§ **EXERCISE DETAILS**: Determine the number of lines in the data that include the word "photo", and write only that number.

....

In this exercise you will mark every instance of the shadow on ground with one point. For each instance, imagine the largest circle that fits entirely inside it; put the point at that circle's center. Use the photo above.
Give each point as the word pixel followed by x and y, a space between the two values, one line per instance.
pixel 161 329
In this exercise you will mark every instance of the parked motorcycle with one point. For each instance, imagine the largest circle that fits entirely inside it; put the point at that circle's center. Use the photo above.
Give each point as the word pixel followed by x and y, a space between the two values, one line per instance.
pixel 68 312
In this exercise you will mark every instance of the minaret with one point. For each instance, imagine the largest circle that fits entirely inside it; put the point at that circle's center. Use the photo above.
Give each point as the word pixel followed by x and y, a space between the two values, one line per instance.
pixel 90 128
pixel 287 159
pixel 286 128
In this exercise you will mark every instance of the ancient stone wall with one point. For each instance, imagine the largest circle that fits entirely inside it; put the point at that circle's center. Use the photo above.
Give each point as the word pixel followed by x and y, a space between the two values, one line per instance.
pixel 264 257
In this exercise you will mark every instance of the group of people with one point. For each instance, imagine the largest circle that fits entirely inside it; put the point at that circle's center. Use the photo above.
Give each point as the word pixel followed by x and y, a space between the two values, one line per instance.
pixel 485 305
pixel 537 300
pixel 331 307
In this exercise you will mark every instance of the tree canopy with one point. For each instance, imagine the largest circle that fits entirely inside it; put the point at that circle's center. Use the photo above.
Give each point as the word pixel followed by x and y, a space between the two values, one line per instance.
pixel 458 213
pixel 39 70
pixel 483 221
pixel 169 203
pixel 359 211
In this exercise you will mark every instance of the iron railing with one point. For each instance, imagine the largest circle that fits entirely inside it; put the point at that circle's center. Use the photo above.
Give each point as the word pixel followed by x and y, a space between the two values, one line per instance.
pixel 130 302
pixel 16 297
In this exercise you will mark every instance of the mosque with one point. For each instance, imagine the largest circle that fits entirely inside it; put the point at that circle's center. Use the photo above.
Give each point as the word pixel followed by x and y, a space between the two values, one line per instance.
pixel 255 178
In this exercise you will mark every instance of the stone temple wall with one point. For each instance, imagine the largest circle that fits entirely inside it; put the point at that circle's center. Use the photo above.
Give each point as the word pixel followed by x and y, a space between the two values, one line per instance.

....

§ **WRITTEN REPLY**: 9